Text shown →

On Fri, Nov 21, 1997 at 09:05:21PM -0800, Dave Crocker / IMC wrote:
Kent,
Well, how about this? Opposite sides of the fence...
Not really -- I don't have a position on this. But it seems that it's
being debated as a religious issue, rather than a technical one. That
is, you assert that mime solves the full pgp problem domain; others
assert that there are areas that mime doesn't address. You seem to be
taking the tack that these individuals are reacting in a patently
reactionary mode, and express a lot of frustration over it.
There is a real possiblity that you indeed *are* dealing with purely
reactionary thinking. But there is also the possibility that "the
other side" has a valid intuition that they aren't expressing well, or
that you just aren't hearing -- they aren't dumb, you know. If there
are valid reasons for ascii armor, then it would be good if they are
brought out.
At 04:47 PM 11/21/97 -0800, Kent Crispin wrote:
It is quite possible that
"simple" mailers will persist for another 10 or more years.
This is certain to be true, but is a likelihood which needs to be used
carefully. For example, why project that the MUA will be unchanged but
that fancy new encryption sofware will be added?
I'm not thinking that fancy new encryption technology will be added.
Someone could produce a standard compliant simple OP application next
year, and it could be in use for another 10 years.
More importantly, why
jerk the standards specification around to accomodate that particular
scenario?
Why do you view it as "jerking around"? It is a completely valid
thing for a standard to codify an existing practice, is it not?
If they want new security technology, why is it unreasonable to
require that relevant additional capabilities be added.
There's an "if" there. I'm not sure that the sole purpose of the
standard is to define "new security technology".
[...]
The claim is that PGP has uses independent of the net [so IETF
standardization?] -- that is, independent of the problem of
transmitting data securely over the net; and it really may be that
The IETF does interchange standards, not file standards.

Written exercise A →
Answer these from the email on PGP and MIME:
(i) What date and time appear in the email's first line?
(ii) For how long is it said that "simple" mailers may persist?
(iii) According to the email's last line, what kind of standards does the IETF do?
Written exercise B → List every line of the records that contains the word "rock". Case counts.
The records that follow have no connection to the email above.

Data listing →
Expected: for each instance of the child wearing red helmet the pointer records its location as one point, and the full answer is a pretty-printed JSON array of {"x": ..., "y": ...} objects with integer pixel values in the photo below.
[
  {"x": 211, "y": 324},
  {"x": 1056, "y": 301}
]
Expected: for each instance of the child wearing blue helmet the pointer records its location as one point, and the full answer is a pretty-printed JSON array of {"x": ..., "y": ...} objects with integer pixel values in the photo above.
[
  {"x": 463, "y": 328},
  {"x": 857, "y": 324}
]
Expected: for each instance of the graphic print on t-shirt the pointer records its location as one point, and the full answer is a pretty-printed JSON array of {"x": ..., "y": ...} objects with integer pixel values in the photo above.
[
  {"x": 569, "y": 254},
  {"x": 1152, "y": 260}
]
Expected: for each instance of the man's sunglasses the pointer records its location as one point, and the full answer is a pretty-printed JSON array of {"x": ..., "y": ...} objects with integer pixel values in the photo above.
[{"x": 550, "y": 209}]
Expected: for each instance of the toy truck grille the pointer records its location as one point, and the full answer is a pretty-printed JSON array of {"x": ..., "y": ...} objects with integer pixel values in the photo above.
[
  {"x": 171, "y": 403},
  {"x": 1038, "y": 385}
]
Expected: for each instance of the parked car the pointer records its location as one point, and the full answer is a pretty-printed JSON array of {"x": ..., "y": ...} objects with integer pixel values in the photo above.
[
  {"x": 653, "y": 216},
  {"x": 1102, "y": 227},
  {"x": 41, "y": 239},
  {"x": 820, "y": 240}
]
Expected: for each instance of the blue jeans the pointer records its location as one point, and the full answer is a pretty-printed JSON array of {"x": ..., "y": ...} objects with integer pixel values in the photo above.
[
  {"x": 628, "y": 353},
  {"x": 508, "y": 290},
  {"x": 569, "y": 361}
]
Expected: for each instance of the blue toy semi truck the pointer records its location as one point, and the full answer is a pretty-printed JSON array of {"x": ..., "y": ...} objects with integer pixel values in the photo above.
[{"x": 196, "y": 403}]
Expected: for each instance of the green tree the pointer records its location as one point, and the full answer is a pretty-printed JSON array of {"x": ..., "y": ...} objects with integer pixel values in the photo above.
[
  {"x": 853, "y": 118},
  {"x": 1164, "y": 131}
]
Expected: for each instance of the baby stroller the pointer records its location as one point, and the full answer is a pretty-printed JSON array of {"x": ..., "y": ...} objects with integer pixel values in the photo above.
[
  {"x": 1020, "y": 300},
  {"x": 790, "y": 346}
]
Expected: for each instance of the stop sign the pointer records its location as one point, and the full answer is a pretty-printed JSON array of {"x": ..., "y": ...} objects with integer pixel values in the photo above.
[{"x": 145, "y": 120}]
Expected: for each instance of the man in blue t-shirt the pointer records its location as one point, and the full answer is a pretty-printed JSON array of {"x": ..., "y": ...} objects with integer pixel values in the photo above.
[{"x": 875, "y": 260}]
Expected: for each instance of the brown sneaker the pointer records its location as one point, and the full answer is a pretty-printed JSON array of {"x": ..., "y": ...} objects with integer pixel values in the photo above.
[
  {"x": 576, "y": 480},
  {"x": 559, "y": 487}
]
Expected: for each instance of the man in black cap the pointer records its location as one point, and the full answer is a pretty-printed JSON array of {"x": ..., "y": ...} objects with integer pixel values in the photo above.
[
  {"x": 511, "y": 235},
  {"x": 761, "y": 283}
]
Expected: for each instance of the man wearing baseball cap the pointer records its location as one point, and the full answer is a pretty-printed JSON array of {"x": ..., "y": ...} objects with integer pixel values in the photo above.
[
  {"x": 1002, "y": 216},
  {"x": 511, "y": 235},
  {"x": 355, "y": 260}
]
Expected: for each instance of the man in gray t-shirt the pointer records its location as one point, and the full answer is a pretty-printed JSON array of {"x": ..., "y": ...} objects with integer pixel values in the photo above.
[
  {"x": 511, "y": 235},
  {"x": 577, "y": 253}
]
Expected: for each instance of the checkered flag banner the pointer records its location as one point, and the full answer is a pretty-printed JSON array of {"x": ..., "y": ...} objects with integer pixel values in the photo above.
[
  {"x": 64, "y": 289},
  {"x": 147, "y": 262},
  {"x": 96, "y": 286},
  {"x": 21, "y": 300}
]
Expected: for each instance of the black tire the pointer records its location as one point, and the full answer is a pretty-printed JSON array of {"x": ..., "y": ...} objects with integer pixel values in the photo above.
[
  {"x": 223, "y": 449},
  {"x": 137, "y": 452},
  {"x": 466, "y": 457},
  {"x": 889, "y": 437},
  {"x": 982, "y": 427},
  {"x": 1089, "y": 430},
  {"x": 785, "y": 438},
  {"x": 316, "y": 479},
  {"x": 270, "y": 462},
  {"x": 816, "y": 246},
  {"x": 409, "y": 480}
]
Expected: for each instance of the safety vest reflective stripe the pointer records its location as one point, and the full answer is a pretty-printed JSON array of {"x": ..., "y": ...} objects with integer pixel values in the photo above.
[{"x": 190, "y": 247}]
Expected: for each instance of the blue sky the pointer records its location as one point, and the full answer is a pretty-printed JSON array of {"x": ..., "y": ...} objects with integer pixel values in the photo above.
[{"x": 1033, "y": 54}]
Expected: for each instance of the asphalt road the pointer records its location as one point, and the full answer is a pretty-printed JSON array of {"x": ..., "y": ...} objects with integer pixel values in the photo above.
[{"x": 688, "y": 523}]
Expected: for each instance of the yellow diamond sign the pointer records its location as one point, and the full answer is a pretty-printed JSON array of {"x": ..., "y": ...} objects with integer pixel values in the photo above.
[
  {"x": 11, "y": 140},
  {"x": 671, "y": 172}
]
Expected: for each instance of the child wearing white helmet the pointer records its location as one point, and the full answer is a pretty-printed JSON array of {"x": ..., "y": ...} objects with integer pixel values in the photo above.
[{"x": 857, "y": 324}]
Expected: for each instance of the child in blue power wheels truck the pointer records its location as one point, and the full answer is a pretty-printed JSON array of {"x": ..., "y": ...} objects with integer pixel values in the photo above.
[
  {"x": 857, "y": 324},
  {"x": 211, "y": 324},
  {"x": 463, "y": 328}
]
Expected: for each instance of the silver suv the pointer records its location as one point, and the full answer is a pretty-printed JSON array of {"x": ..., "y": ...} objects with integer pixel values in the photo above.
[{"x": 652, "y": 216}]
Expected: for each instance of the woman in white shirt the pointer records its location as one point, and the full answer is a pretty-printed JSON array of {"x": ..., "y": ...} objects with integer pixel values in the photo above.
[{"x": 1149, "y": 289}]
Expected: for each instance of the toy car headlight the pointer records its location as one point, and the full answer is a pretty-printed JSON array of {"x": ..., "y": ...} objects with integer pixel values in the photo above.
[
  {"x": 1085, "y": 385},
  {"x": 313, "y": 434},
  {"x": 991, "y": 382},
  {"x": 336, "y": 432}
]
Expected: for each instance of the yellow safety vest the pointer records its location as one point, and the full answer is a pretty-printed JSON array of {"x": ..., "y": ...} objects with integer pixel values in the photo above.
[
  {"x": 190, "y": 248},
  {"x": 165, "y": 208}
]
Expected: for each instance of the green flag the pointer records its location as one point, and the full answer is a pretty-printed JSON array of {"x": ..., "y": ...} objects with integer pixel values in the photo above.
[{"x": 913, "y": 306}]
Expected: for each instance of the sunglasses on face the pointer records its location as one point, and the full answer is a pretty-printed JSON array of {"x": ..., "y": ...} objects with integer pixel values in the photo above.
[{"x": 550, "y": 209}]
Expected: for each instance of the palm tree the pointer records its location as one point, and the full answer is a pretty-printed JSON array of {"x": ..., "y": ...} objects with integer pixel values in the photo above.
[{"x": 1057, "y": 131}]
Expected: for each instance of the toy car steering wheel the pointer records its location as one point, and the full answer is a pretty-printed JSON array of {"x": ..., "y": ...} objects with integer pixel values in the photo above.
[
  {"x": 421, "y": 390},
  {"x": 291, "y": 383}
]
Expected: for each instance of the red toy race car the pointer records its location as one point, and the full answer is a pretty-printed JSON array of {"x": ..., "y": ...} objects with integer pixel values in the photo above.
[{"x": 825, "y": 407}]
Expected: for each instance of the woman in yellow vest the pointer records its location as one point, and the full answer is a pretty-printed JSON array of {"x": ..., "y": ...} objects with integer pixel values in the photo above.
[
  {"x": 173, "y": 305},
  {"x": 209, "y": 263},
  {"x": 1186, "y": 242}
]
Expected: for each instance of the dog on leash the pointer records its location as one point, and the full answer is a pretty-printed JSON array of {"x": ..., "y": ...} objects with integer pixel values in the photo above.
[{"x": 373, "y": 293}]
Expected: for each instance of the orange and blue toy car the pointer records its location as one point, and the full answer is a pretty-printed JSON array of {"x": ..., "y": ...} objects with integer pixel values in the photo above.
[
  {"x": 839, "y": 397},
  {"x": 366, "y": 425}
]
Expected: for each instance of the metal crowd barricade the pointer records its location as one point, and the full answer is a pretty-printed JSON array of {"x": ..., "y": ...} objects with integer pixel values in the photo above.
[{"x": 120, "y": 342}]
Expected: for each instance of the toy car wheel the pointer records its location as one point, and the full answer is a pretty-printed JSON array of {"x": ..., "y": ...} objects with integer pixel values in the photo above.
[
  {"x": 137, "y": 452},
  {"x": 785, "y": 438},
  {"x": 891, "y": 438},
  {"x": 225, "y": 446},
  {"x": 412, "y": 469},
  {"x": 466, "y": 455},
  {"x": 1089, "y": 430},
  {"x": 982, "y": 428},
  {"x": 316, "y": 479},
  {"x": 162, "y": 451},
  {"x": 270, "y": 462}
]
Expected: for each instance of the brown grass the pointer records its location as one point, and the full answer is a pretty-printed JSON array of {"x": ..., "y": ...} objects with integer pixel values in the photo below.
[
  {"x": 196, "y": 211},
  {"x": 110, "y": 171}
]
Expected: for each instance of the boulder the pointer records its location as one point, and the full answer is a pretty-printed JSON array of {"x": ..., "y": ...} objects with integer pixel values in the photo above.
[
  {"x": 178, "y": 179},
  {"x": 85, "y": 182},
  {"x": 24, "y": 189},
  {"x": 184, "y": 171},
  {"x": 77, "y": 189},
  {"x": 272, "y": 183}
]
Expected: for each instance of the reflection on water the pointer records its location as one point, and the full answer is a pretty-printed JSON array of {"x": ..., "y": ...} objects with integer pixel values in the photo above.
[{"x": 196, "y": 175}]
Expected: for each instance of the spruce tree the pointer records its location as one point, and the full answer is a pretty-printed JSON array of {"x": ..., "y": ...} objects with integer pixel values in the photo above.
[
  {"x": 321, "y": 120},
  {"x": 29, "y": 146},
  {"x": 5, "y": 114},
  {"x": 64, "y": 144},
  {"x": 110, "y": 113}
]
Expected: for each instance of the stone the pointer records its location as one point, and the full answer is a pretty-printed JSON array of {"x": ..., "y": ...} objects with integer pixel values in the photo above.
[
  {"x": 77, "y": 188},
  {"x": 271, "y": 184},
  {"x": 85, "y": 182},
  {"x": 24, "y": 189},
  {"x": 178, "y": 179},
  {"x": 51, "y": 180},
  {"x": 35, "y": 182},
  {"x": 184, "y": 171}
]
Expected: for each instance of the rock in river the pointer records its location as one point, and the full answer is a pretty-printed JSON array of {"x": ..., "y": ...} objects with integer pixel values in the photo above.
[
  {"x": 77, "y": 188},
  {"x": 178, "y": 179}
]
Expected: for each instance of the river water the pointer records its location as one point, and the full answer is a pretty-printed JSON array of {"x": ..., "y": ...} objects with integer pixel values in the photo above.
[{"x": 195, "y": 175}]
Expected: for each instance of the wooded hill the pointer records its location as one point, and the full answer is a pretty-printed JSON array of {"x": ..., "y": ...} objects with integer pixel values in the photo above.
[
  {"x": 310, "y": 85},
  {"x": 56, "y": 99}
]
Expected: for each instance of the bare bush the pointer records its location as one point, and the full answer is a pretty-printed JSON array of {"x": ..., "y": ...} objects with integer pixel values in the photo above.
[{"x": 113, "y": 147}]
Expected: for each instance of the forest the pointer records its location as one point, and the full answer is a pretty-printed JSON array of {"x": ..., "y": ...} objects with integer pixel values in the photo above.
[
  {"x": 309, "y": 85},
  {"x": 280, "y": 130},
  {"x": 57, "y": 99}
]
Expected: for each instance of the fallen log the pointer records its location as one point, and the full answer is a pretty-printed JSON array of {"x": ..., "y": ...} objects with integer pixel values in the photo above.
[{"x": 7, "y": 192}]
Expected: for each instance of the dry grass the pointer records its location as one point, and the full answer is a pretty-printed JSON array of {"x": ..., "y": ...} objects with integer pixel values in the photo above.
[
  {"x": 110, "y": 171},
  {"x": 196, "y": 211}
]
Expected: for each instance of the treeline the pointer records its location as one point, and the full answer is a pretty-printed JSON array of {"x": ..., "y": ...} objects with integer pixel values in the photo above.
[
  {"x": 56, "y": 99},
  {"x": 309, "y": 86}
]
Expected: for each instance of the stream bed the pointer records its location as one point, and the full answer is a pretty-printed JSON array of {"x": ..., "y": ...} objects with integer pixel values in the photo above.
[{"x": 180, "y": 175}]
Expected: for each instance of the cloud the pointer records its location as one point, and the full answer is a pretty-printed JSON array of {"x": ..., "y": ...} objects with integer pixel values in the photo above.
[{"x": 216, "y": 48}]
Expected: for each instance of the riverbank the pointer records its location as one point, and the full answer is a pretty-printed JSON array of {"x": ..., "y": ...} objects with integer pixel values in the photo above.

Task answer A →
(i) Fri, Nov 21, 1997 at 09:05:21PM -0800
(ii) Another 10 or more years
(iii) Interchange standards, not file standards

Task answer B →
Expected: for each instance of the rock in river the pointer records its location as one point, and the full answer is a pretty-printed JSON array of {"x": ..., "y": ...} objects with integer pixel values in the photo above.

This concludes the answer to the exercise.